[start DATA EXCERPTS]
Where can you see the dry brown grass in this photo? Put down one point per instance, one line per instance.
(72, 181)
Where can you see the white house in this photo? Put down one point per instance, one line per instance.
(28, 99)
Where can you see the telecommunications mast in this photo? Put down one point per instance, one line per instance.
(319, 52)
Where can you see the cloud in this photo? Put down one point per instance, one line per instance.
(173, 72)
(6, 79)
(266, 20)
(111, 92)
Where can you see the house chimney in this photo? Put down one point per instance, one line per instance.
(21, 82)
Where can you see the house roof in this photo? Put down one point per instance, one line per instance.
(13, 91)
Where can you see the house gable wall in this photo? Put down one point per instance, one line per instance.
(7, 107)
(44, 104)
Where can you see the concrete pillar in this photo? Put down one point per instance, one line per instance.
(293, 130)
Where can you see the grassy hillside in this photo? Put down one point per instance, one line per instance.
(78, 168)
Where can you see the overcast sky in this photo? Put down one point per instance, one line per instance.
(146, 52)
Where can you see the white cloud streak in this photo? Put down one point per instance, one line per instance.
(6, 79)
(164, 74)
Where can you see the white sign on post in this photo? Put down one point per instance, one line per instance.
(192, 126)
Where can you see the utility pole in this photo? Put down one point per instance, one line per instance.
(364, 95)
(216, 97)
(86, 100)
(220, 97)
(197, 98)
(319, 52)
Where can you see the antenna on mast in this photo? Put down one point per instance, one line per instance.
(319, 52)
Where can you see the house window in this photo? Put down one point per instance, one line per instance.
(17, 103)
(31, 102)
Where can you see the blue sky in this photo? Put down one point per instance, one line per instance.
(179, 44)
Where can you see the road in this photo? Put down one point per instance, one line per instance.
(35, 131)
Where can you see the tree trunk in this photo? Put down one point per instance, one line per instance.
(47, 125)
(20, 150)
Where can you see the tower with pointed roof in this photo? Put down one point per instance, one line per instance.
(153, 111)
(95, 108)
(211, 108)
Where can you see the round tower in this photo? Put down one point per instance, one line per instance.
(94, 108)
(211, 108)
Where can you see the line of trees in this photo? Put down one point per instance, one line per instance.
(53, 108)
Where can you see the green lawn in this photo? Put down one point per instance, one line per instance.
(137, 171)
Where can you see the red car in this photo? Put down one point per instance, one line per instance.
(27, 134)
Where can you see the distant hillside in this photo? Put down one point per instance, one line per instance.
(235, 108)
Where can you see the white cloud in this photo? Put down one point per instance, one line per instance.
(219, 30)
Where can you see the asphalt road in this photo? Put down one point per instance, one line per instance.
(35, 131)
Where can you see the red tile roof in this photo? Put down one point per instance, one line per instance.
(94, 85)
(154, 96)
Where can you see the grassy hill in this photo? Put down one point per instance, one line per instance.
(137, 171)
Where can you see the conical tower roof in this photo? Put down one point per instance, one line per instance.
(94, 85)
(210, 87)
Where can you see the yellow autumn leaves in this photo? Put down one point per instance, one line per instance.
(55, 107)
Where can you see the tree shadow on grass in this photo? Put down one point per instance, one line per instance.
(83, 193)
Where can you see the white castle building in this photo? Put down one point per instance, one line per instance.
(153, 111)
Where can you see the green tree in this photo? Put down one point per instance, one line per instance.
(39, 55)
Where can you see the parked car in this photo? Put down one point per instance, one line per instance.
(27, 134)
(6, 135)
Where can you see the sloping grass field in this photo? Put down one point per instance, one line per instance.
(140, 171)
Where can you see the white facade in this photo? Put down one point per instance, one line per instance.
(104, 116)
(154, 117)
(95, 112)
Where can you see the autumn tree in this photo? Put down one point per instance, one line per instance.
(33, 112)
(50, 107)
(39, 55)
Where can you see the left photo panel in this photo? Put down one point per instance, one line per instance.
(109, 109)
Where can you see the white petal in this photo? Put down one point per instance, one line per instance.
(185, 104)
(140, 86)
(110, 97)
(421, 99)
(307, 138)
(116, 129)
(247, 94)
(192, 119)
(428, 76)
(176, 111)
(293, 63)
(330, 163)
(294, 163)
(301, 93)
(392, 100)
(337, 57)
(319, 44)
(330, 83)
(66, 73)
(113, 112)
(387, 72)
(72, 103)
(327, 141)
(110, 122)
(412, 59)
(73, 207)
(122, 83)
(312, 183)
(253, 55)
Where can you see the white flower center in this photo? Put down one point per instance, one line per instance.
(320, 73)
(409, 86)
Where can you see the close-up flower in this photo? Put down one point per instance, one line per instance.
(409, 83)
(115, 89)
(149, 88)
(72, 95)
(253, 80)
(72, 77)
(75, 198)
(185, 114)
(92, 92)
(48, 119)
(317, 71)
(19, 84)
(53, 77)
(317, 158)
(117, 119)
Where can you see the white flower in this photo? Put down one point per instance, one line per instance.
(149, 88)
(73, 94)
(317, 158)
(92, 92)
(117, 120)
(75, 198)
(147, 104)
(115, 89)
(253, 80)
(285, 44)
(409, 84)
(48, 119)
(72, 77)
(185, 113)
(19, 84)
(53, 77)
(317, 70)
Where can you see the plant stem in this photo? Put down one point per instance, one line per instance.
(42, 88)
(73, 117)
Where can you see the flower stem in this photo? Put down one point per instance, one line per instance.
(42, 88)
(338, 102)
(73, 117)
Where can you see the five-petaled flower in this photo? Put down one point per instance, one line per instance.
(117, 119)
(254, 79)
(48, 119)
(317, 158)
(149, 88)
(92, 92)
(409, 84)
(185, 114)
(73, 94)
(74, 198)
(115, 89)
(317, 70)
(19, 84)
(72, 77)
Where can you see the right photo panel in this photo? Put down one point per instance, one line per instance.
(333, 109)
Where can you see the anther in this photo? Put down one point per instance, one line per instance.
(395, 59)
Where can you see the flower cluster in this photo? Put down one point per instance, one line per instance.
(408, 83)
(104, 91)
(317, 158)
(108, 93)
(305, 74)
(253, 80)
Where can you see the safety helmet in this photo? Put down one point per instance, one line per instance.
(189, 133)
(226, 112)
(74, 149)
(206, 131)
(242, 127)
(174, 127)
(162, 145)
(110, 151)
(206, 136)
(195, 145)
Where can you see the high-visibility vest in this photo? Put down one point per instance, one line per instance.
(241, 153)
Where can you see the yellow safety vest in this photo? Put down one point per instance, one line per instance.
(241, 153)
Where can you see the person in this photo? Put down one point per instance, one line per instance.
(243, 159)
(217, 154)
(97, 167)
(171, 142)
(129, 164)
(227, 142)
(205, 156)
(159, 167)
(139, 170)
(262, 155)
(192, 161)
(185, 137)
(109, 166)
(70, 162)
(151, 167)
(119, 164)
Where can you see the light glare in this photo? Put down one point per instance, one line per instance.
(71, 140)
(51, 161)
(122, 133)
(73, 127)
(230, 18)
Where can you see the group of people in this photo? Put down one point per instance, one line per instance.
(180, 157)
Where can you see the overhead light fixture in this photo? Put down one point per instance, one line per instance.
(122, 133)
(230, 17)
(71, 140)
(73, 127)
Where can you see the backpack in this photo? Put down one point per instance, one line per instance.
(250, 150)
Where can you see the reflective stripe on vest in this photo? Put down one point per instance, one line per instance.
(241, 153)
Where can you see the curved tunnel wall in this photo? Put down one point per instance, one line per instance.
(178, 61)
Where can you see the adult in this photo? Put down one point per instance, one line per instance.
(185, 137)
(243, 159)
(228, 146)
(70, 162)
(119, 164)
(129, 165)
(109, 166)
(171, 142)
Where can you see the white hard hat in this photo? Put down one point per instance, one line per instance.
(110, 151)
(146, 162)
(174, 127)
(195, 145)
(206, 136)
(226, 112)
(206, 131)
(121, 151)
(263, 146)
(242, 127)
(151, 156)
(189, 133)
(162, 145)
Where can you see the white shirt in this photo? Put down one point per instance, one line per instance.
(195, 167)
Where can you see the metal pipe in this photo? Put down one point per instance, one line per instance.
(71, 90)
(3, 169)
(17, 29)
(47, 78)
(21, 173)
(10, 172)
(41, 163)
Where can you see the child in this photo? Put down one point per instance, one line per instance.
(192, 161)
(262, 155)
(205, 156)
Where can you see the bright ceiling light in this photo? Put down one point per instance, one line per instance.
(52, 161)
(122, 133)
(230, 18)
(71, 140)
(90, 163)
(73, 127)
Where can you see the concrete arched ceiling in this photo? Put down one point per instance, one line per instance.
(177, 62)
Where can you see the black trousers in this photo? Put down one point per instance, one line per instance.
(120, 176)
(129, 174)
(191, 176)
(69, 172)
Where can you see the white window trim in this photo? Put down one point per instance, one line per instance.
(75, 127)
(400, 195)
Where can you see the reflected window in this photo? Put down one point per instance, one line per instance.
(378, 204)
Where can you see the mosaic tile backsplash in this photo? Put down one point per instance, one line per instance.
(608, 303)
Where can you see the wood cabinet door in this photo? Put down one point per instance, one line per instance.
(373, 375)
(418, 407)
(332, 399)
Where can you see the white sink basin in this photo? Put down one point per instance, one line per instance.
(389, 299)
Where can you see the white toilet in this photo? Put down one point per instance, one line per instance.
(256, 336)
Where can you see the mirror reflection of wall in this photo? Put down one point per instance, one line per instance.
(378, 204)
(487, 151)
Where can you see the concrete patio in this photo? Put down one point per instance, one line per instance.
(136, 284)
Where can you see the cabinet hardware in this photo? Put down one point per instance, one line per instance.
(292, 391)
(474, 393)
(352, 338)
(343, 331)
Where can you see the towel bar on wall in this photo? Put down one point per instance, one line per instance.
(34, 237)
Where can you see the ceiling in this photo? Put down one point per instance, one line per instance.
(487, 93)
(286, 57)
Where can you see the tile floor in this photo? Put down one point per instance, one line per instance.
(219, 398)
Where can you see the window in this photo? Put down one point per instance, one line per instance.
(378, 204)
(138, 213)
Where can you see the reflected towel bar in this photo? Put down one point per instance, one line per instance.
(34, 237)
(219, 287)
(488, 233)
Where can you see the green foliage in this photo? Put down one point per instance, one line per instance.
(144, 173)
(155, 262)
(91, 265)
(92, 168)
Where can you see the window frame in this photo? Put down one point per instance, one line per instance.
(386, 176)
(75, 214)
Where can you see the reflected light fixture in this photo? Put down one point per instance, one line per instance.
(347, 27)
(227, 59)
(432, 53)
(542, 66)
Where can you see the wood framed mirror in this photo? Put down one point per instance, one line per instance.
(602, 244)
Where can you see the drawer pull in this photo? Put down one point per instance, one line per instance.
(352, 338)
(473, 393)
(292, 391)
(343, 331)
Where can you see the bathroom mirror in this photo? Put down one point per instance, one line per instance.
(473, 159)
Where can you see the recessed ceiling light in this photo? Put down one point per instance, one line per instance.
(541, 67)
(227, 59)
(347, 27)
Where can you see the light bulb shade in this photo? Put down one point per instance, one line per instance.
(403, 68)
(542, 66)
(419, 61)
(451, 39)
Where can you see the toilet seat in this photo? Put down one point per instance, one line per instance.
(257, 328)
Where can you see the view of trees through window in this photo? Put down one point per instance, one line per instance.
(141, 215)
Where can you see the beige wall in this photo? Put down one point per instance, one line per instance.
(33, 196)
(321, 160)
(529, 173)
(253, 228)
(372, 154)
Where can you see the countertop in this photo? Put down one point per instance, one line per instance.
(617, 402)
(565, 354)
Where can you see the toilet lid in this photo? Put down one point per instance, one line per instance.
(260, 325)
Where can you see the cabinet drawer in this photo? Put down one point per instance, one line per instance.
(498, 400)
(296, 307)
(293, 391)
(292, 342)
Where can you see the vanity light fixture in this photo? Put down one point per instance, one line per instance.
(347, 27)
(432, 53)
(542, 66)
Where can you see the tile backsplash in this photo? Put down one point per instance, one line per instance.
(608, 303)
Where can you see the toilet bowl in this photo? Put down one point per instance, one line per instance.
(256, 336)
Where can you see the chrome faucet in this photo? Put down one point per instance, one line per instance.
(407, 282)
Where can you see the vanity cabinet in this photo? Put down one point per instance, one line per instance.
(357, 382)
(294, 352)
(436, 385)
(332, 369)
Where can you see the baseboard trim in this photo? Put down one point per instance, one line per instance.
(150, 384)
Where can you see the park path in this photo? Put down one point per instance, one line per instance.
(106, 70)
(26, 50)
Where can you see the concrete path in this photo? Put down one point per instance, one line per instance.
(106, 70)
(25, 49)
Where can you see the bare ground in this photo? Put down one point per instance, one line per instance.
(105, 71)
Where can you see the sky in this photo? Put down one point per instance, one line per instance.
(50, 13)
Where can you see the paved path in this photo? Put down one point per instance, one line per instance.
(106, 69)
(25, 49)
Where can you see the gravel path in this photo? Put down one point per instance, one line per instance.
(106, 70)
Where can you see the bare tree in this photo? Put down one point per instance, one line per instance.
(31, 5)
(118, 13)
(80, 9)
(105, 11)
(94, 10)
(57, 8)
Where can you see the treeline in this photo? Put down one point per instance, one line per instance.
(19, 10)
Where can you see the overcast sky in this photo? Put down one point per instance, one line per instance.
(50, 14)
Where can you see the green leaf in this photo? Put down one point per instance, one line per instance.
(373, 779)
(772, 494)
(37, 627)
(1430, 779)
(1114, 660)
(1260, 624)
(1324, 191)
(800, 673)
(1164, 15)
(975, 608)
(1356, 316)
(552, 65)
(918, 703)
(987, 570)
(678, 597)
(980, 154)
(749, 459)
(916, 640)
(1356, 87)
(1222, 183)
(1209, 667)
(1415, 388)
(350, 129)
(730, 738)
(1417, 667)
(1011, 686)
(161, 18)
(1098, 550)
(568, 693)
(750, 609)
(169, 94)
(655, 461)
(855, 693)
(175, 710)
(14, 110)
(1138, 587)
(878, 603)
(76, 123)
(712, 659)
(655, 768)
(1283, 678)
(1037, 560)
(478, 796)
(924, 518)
[end DATA EXCERPTS]
Go back to the data above and please quote exactly, and only, the lines from the line with "Where can you see the sky" through its last line.

_ANSWER TO THIS PROBLEM_
Where can you see the sky in this photo? Put down one point per instance, one line per instance.
(50, 13)
Where can you see the paved path in this photo? Put down one point per instance, one line per instance.
(106, 69)
(25, 49)
Where can you see the gravel path in this photo? Put down one point per instance, one line per instance.
(106, 70)
Where can you see the bare tree in this photo? Put down one point per instance, one line per instance.
(31, 5)
(118, 13)
(80, 9)
(105, 11)
(94, 10)
(57, 8)
Where can you see the treeline in this photo? Put down one point per instance, one line per instance.
(19, 10)
Where can you see the overcast sky in this photo? Put down one point per instance, one line per instance.
(50, 14)
Where can you see the green leaf in this photo? Put down one point per instance, one line per instance.
(373, 779)
(772, 494)
(37, 627)
(1430, 779)
(1114, 660)
(1260, 624)
(1324, 191)
(800, 673)
(1164, 15)
(975, 608)
(1356, 316)
(552, 65)
(918, 703)
(987, 570)
(678, 597)
(980, 154)
(749, 459)
(916, 640)
(1356, 87)
(1222, 183)
(1209, 667)
(1415, 388)
(350, 129)
(730, 738)
(1417, 667)
(1011, 686)
(161, 18)
(1098, 550)
(568, 693)
(750, 609)
(169, 94)
(655, 461)
(855, 693)
(175, 710)
(14, 110)
(1138, 587)
(878, 603)
(76, 123)
(712, 659)
(655, 768)
(1283, 678)
(1037, 560)
(478, 796)
(924, 518)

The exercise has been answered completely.